- [Lista de tareas]:
- A) Responde a estas preguntas sobre el fragmento acerca de la improvisación:
(i) ¿De dónde procede la cita que pregunta en qué librería se encuentran esos poemas?
(ii) ¿Qué obra de Miles Davis se menciona?
(iii) Según el texto, ¿cuál es la columna vertebral de la sociedad actual?
- B) Repite literalmente el tramo del fragmento sobre la improvisación que va desde "Al designar las" hasta "de conformismo alternativo.".
── Fragmento
La improvisación nos ofrece la posibilidad de llevar la voluntad creativa más allá del territorio de lo estético, donde suele hallarse confinada, para impregnar así la existencia cotidiana. Tal como aparece planteado en uno de los manifiestos de Dadá, “si se vive como se escribe, en qué librería se encuentran esos poemas?”; por tanto, si se vive como se pinta, en cuál museo se encontrarían esos cuadros? Si se vive como se compone, en qué partituras se hallarían fijadas esas canciones? A veces la poesía tiene como responsabilidad disponer solo de preguntas y retirarse de esa fábrica de respuestas que es la sociedad moderna. Por ello la improvisación, en su cualidad de “no previsto”, puede adelantar preguntas para las cuales las respuestas no han sido aún fabricadas.

El propio verbo reflexivo “improvisarse”, en el sentido de “dedicarse súbitamente a una actividad para la cual no se está preparado”, nos permite avizorar que es posible, incluso deseable, deconstruir el molde rígido de las funciones sociales. Al escuchar, digamos, a Coltrane en A Love Supreme, o a Miles Davis en Bitches Brew, advertimos que si bien el jazz, a lo largo de su breve historia, ha fijado un modelo compartimental de estructura e improvisación o, más exactamente, improvisación dentro de la estructura, en ciertos momentos la misma estructura puede improvisarse de antemano, a partir de la creación de “atmósferas” o poemas sonoros. Esto parece tener implicaciones, no solo para otras formas de arte “rígido”, como la arquitectura, la escultura e incluso el poema enmarcado en la página, sino que además nos lleva a soñar con la posibilidad de generar estructuras sociales invertebradas, si observamos que la columna vertebral de la sociedad actual es el provecho. 
 
Al designar las tareas que la poesía puede cumplir para modificar la vida en el mundo —suponiendo, eso sí, que el mundo desee ser modificado—, nos encontramos con el primer imperativo de sostenerse en vilo sobre el tornillo de banco que conforman, por una parte, la protección, cuasi mafiosa, que ofrece el cubículo cultural y, por la otra, la tentación de integrarse triunfalmente al grupo de esas que hoy llaman “armas de distracción masiva”. El segundo imperativo sería el de resistirse a participar en el dispositivo filantrópico de respuestas sociales, cuyas intervenciones en el campo de la cultura artística han servido, hasta ahora, para promover distintas modalidades de conformismo alternativo.
────
── Material
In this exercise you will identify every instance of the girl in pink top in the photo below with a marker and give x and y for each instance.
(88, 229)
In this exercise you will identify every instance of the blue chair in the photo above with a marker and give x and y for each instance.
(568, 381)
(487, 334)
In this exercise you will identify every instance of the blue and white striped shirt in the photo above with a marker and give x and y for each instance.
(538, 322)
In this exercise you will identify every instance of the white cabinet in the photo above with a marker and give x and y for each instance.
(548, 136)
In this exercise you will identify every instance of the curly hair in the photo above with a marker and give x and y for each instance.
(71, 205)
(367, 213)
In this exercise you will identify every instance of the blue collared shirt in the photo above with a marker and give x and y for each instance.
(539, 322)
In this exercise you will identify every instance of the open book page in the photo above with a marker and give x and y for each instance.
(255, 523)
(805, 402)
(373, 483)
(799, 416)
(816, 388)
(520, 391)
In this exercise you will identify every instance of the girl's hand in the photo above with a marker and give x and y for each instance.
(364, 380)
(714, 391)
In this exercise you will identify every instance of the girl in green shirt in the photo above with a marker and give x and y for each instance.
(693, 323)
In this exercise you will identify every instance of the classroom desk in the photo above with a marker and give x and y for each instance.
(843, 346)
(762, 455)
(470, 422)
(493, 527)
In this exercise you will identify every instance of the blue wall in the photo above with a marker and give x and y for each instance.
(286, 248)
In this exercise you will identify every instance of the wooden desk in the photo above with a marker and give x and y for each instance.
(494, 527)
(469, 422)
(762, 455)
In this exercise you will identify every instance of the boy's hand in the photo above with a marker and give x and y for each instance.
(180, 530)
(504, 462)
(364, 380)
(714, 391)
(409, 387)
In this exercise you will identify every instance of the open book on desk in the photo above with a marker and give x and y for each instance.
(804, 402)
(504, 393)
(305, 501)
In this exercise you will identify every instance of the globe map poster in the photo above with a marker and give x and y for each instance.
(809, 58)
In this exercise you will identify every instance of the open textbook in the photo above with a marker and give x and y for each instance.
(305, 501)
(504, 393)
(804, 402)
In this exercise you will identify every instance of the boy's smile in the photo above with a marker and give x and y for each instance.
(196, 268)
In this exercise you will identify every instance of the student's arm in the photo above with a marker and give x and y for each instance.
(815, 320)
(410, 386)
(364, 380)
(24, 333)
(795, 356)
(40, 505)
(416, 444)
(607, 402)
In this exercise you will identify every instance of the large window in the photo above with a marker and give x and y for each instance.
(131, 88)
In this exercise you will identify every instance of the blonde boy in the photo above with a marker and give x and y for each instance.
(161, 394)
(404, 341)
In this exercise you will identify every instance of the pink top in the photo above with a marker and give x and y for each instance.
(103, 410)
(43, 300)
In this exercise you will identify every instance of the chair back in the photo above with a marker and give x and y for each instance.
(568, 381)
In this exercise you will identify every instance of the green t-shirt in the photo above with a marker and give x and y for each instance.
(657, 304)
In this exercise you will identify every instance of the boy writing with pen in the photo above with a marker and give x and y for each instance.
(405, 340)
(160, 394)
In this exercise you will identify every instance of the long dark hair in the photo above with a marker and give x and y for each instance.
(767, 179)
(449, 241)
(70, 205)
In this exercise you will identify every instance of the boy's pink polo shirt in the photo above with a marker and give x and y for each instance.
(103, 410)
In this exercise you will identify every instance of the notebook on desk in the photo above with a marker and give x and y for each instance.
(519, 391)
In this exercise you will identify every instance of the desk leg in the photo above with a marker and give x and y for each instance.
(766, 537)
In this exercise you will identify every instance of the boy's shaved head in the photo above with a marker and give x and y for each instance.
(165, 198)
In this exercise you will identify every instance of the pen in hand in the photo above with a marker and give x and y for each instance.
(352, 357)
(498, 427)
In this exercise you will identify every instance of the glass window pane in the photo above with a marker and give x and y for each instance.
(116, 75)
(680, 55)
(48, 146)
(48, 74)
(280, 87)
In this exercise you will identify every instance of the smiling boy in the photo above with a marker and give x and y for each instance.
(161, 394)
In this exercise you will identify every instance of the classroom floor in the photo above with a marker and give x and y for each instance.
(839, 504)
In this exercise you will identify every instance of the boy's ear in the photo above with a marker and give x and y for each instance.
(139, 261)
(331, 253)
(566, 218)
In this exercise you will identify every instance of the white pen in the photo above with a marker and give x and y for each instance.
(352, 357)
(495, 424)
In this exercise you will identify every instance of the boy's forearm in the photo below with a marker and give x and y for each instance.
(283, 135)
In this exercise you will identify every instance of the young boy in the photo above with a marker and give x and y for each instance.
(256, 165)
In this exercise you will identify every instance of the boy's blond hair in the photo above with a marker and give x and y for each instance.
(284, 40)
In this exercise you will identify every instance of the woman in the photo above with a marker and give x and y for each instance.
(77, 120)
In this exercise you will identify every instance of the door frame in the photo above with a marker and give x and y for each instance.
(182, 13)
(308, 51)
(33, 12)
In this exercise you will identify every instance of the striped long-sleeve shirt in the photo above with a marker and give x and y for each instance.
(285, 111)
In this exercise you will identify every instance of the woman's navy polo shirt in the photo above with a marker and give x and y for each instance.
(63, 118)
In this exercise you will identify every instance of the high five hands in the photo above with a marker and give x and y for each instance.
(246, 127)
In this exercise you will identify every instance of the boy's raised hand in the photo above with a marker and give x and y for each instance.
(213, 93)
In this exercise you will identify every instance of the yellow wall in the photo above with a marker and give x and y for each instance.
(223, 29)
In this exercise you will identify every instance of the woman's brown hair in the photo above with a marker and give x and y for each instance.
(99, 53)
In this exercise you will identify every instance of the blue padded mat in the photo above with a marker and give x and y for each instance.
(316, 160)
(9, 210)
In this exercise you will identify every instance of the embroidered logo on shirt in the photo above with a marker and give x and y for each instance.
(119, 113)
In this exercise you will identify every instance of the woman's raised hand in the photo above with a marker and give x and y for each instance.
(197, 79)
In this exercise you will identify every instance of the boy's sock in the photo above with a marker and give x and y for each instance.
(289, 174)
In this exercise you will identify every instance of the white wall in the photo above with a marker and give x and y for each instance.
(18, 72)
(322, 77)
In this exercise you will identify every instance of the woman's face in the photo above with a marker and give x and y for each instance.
────
- [Soluciones]:
- A)
(i) De uno de los manifiestos de Dadá.
(ii) Bitches Brew.
(iii) El provecho.

- B)
Al designar las tareas que la poesía puede cumplir para modificar la vida en el mundo —suponiendo, eso sí, que el mundo desee ser modificado—, nos encontramos con el primer imperativo de sostenerse en vilo sobre el tornillo de banco que conforman, por una parte, la protección, cuasi mafiosa, que ofrece el cubículo cultural y, por la otra, la tentación de integrarse triunfalmente al grupo de esas que hoy llaman “armas de distracción masiva”. El segundo imperativo sería el de resistirse a participar en el dispositivo filantrópico de respuestas sociales, cuyas intervenciones en el campo de la cultura artística han servido, hasta ahora, para promover distintas modalidades de conformismo alternativo.